- Текст

Таким образом, в сфере визуальных форм стиль можно считать результатом такого образа действий, при котором одновременно проявляются и неосознанные побуждения, свойственные творческой индивидуальности, и намеченные цели, иными словами, факторы, относящиеся как к бессознательному, так и к созидательному сознанию. Это также означает, что некоторые из факторов, определяющих стиль произведения, происходят то из самых потаенных глубин памяти и чувствительности, то из умышленных заимствований из эстетического словаря, который историк искусства должен постараться реконструировать. Правда, эта ситуация значительно меняется в зависимости от того, говорим ли мы об изобразительном искусстве или об архитектуре. Архитектура по характеру производства подчинена техническим, социальным и экономическим императивам (промежуточные звенья между рисунком в самом начале и воплощением его в постройке, разделение профессиональных функций и т. д.), не оставляющим места ничему импульсивному в законченном памятнике.

- Задание
Ответьте на вопросы по тексту выше и пронумеруйте ответы так же, как вопросы.
1. Какие две группы факторов, согласно тексту, одновременно проявляются в стиле?
2. Что историк искусства должен постараться реконструировать?
3. Каким императивам подчинена архитектура по характеру производства?

- Полигональная разметка фотографий
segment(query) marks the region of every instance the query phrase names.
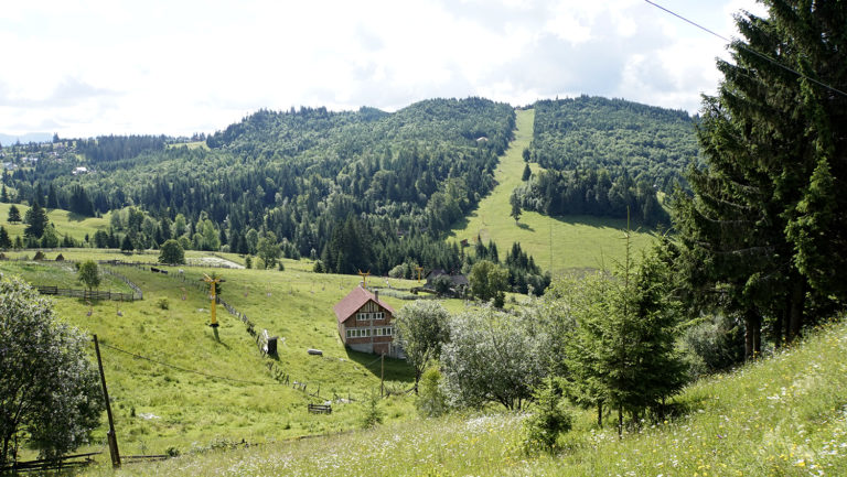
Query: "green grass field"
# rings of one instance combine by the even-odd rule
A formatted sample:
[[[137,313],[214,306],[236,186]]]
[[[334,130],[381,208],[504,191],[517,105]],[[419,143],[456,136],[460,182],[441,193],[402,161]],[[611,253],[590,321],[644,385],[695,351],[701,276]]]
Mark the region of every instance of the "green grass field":
[[[33,251],[14,251],[18,258]],[[153,262],[158,254],[124,254],[94,249],[62,250],[67,261],[86,259]],[[47,259],[56,252],[49,252]],[[243,262],[229,253],[216,258]],[[189,252],[190,261],[210,258],[208,253]],[[104,345],[104,366],[109,394],[116,413],[117,434],[126,454],[164,453],[169,447],[181,452],[202,448],[214,442],[274,442],[303,435],[336,433],[356,429],[363,415],[364,400],[379,389],[382,367],[378,357],[344,348],[332,311],[361,278],[312,273],[311,263],[283,260],[285,271],[235,270],[203,267],[163,267],[168,275],[135,267],[110,267],[138,284],[144,300],[132,303],[97,302],[89,307],[82,300],[55,297],[61,319],[97,334]],[[184,281],[179,279],[183,270]],[[0,261],[4,275],[18,274],[32,282],[54,280],[74,284],[76,274],[68,262]],[[210,323],[210,300],[202,283],[203,273],[217,273],[225,282],[222,297],[246,314],[259,333],[268,329],[279,336],[279,358],[264,357],[247,327],[218,305],[215,339]],[[106,277],[105,277],[106,279]],[[107,279],[109,285],[111,279]],[[395,310],[408,301],[387,295],[408,290],[416,281],[369,278],[369,286],[384,288],[380,300]],[[105,290],[106,282],[100,290]],[[115,288],[126,284],[120,282]],[[76,284],[75,288],[82,288]],[[184,300],[183,300],[184,296]],[[159,306],[168,301],[168,308]],[[458,312],[462,301],[449,300],[446,306]],[[90,311],[90,314],[89,314]],[[109,347],[163,361],[187,370],[227,379],[200,376],[162,364],[135,358]],[[323,356],[311,356],[317,348]],[[320,399],[308,397],[280,384],[267,368],[275,362],[289,375],[289,381],[307,382],[307,391],[320,389]],[[386,359],[385,387],[401,392],[412,386],[409,366]],[[249,381],[249,382],[238,382]],[[353,398],[353,402],[345,402]],[[333,400],[331,415],[307,412],[307,403]],[[382,401],[387,422],[408,421],[416,413],[412,398],[393,395]],[[106,420],[94,433],[95,443],[82,448],[104,448]],[[24,457],[33,455],[24,453]]]
[[[17,236],[23,238],[23,229],[26,228],[26,225],[22,223],[9,224],[9,207],[11,206],[12,204],[0,203],[0,225],[6,228],[9,232],[9,237],[14,240]],[[24,218],[26,216],[26,210],[30,209],[28,205],[14,204],[14,206],[18,207],[18,210],[21,213],[21,218]],[[47,217],[56,227],[56,232],[58,232],[60,238],[67,234],[75,240],[84,240],[86,235],[90,237],[97,230],[109,229],[108,214],[103,217],[83,217],[67,210],[50,209],[50,212],[47,212]]]
[[[157,464],[106,464],[96,476],[843,476],[847,475],[847,326],[689,386],[678,414],[622,438],[575,411],[555,456],[521,451],[521,414],[454,414],[374,431],[208,452]],[[103,460],[103,459],[100,459]]]
[[[553,270],[554,275],[580,269],[611,268],[625,254],[624,231],[626,218],[597,218],[590,216],[548,217],[535,212],[521,215],[521,220],[510,217],[508,197],[522,184],[525,162],[522,153],[533,140],[534,110],[517,111],[515,140],[501,158],[495,171],[497,186],[480,202],[480,206],[451,231],[450,240],[473,240],[479,236],[484,243],[494,240],[501,258],[513,242],[521,242],[523,250],[535,258],[539,267]],[[529,164],[533,173],[540,170]],[[650,246],[650,231],[632,234],[633,250]]]

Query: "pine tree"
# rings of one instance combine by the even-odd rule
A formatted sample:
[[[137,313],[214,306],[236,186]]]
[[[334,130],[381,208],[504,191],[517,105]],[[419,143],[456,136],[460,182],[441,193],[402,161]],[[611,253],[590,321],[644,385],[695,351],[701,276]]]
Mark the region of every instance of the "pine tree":
[[[18,209],[18,206],[12,204],[9,206],[9,217],[7,218],[9,224],[18,224],[21,221],[21,212]]]
[[[675,213],[689,293],[744,319],[749,357],[763,324],[791,342],[847,299],[836,186],[847,180],[847,69],[835,67],[847,64],[847,4],[764,3],[768,18],[738,18],[735,63],[718,63],[699,132],[706,167]]]
[[[6,230],[6,227],[0,226],[0,249],[10,249],[12,248],[12,239],[9,238],[9,232]]]
[[[32,207],[26,210],[23,221],[26,224],[26,228],[23,230],[24,237],[40,239],[41,236],[44,235],[44,228],[49,223],[47,213],[44,212],[41,204],[35,202],[32,204]]]

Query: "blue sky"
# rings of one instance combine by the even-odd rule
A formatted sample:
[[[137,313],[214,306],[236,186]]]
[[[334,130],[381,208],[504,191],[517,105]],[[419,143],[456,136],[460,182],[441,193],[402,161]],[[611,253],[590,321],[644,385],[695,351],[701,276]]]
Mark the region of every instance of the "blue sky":
[[[735,36],[753,0],[657,0]],[[726,45],[643,0],[66,1],[0,8],[0,132],[213,132],[259,109],[580,94],[696,112]]]

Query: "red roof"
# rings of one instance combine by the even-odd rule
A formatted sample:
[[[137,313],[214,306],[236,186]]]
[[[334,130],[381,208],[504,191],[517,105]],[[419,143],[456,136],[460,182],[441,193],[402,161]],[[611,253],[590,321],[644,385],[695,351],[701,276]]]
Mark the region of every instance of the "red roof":
[[[363,289],[361,285],[347,293],[347,296],[344,296],[332,310],[335,312],[339,323],[344,323],[368,301],[374,301],[394,315],[394,308],[388,306],[387,303],[376,300],[376,295]]]

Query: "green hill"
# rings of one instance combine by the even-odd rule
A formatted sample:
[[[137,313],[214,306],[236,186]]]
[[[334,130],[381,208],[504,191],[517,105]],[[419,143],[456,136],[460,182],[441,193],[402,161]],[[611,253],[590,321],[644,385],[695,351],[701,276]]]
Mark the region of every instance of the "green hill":
[[[689,386],[677,413],[622,438],[579,413],[557,456],[521,452],[516,414],[452,415],[159,464],[116,476],[841,476],[847,474],[847,325]]]
[[[21,253],[8,254],[17,258]],[[62,253],[67,260],[156,260],[156,254],[124,256],[89,249]],[[55,252],[47,253],[49,259],[54,257]],[[237,260],[236,256],[221,257]],[[215,259],[205,258],[208,263]],[[189,253],[190,261],[199,259],[199,253]],[[302,263],[285,263],[288,270],[282,272],[182,267],[183,273],[179,273],[180,268],[162,267],[170,271],[168,275],[135,267],[108,267],[138,284],[144,299],[101,301],[89,306],[78,299],[55,297],[62,319],[99,337],[124,453],[160,454],[169,447],[186,452],[214,442],[259,443],[358,426],[365,397],[379,390],[380,362],[374,355],[344,348],[332,307],[361,279],[315,274],[304,271]],[[36,284],[83,288],[75,283],[74,268],[67,262],[0,261],[0,272],[20,274]],[[280,337],[278,359],[264,357],[247,326],[223,306],[217,308],[219,342],[215,339],[207,326],[210,301],[201,281],[203,273],[213,272],[226,280],[222,297],[247,315],[257,333],[267,329]],[[104,280],[100,290],[127,291],[112,277]],[[384,279],[372,280],[369,285],[387,286]],[[397,292],[416,282],[390,279],[389,283]],[[407,303],[387,291],[380,300],[396,310]],[[462,305],[457,302],[452,306]],[[321,349],[323,356],[309,355],[309,348]],[[271,364],[274,372],[268,368]],[[280,382],[275,375],[287,375],[288,380]],[[400,393],[384,401],[388,421],[414,414],[410,401],[401,393],[412,381],[405,361],[385,360],[386,389]],[[305,390],[294,382],[304,383]],[[351,398],[353,401],[347,401]],[[307,403],[325,400],[333,401],[331,415],[307,412]],[[104,419],[94,433],[96,444],[88,448],[103,448],[106,429]]]
[[[464,220],[451,232],[451,240],[473,240],[479,236],[483,242],[493,240],[500,250],[507,250],[515,241],[535,258],[544,269],[554,274],[578,269],[599,269],[612,267],[615,260],[624,256],[625,217],[621,219],[598,218],[590,216],[549,217],[536,212],[524,212],[521,220],[510,217],[508,198],[521,186],[521,175],[525,162],[524,149],[533,139],[535,111],[517,111],[517,131],[515,139],[500,159],[494,172],[497,183],[494,191],[480,200]],[[542,171],[538,164],[530,163],[534,174]],[[648,232],[632,234],[633,247],[643,248],[651,243]]]
[[[7,219],[9,217],[9,207],[11,206],[12,204],[0,203],[0,225],[6,228],[9,232],[9,237],[14,240],[18,236],[23,238],[23,230],[26,228],[26,225],[21,223],[9,224]],[[25,217],[26,210],[30,209],[29,206],[23,204],[14,204],[14,206],[18,207],[18,210],[21,213],[21,218]],[[56,208],[47,212],[47,218],[50,218],[50,221],[56,227],[60,238],[67,234],[71,238],[77,241],[85,240],[86,235],[92,237],[97,230],[107,230],[109,228],[108,214],[104,217],[83,217]]]

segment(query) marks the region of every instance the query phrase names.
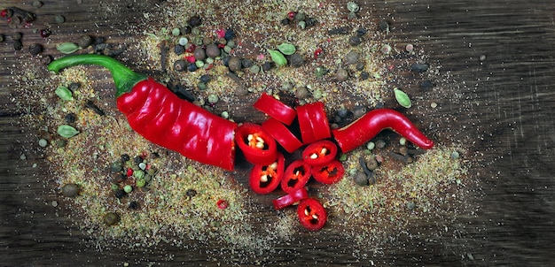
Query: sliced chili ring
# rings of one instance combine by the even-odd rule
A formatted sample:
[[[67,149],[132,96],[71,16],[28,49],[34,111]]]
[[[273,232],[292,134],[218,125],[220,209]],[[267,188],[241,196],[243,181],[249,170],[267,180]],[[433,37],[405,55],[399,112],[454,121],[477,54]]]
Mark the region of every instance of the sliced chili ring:
[[[284,174],[285,159],[281,153],[278,159],[269,165],[256,164],[251,170],[248,183],[254,193],[266,195],[274,191],[279,186]]]
[[[281,189],[291,194],[304,187],[310,173],[310,166],[305,161],[299,159],[292,162],[281,179]]]
[[[323,103],[316,102],[298,106],[297,118],[303,143],[309,144],[332,137],[332,130]]]
[[[323,184],[331,185],[340,181],[345,174],[345,168],[339,160],[325,164],[312,166],[312,177]]]
[[[254,123],[244,123],[235,132],[235,142],[245,158],[254,164],[268,165],[278,157],[276,141],[262,127]]]
[[[263,122],[262,128],[289,153],[293,153],[302,147],[301,141],[276,118],[270,118]]]
[[[299,221],[310,231],[318,231],[324,227],[327,220],[327,212],[324,206],[314,198],[305,198],[297,206]]]
[[[303,187],[299,190],[295,190],[293,193],[289,193],[280,198],[273,200],[274,208],[276,210],[281,210],[283,208],[291,206],[307,197],[309,197],[309,191],[307,191],[307,189]]]
[[[309,165],[325,164],[337,155],[337,145],[327,140],[317,141],[302,150],[302,160]]]
[[[253,106],[288,126],[297,117],[297,111],[294,109],[266,93],[263,93]]]

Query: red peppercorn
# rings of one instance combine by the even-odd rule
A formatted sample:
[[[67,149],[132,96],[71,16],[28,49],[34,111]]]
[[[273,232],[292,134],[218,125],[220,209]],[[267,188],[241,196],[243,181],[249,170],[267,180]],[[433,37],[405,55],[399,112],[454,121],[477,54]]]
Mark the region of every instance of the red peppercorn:
[[[320,56],[322,52],[324,52],[324,50],[321,48],[318,48],[317,50],[316,50],[314,51],[314,59],[318,59],[318,56]]]
[[[220,210],[225,210],[229,206],[228,202],[223,199],[219,200],[216,204]]]
[[[297,15],[297,12],[295,11],[290,11],[289,13],[287,13],[287,18],[289,19],[295,19],[295,16]]]

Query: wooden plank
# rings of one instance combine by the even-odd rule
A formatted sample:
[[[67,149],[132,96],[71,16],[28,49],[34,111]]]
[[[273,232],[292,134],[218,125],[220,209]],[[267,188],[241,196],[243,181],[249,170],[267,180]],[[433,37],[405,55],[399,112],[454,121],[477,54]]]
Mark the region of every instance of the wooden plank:
[[[113,36],[117,42],[127,37],[120,29],[132,26],[143,11],[154,9],[154,2],[74,4],[73,1],[44,1],[44,6],[36,11],[40,15],[36,24],[52,26],[51,41],[44,43],[50,50],[55,43],[75,38],[85,29]],[[555,252],[555,95],[551,93],[554,60],[551,50],[555,42],[554,7],[544,2],[515,0],[434,2],[394,0],[364,3],[368,5],[363,7],[371,9],[377,19],[393,21],[396,39],[418,40],[430,54],[429,62],[441,65],[441,72],[449,72],[455,80],[442,88],[457,94],[457,97],[435,99],[439,114],[431,120],[456,118],[448,126],[466,126],[460,132],[450,129],[442,136],[467,142],[476,151],[471,155],[478,159],[473,173],[479,186],[471,190],[475,195],[471,205],[478,209],[445,225],[449,230],[444,233],[432,233],[436,231],[434,222],[419,222],[422,232],[430,233],[406,237],[398,241],[403,246],[366,260],[399,265],[548,265]],[[3,2],[1,7],[11,5],[31,9],[30,3],[14,0]],[[106,9],[121,11],[106,17],[98,11]],[[52,23],[59,11],[67,23]],[[42,42],[31,30],[20,30],[24,47]],[[9,31],[3,22],[0,32]],[[52,179],[43,175],[48,168],[41,164],[43,155],[21,149],[32,147],[29,143],[35,140],[20,128],[19,115],[25,109],[11,101],[11,88],[17,84],[12,76],[19,68],[14,65],[27,54],[14,53],[10,44],[9,41],[0,43],[4,59],[0,67],[1,264],[129,262],[146,265],[170,261],[209,265],[214,263],[207,262],[209,254],[229,252],[220,250],[218,244],[191,245],[195,249],[169,247],[144,252],[104,248],[100,251],[70,220],[58,216],[50,202],[56,199],[54,192],[37,196],[44,191],[42,179]],[[481,56],[485,59],[480,60]],[[104,87],[109,88],[109,82]],[[20,140],[29,143],[14,142]],[[39,164],[34,167],[35,163]],[[432,233],[436,238],[426,237]],[[294,247],[277,248],[266,263],[290,262],[292,257],[300,264],[358,263],[359,258],[353,256],[353,248],[342,236],[306,235]]]

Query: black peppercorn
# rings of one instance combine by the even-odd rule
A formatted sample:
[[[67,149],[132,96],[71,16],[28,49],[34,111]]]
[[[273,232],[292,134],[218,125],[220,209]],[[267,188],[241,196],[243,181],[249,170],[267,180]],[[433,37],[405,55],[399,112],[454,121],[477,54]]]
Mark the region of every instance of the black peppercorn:
[[[43,46],[41,46],[38,43],[33,43],[33,44],[29,45],[28,50],[29,50],[29,54],[31,54],[33,56],[36,56],[40,52],[43,51]]]

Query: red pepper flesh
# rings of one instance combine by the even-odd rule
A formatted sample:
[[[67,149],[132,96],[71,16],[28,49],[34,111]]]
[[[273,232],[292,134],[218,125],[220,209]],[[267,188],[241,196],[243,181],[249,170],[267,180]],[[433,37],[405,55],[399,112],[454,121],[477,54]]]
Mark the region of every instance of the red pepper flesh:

- Ответ
1. Неосознанные побуждения, свойственные творческой индивидуальности, и намеченные цели, то есть факторы, относящиеся к бессознательному и к созидательному сознанию.
2. Эстетический словарь.
3. Техническим, социальным и экономическим.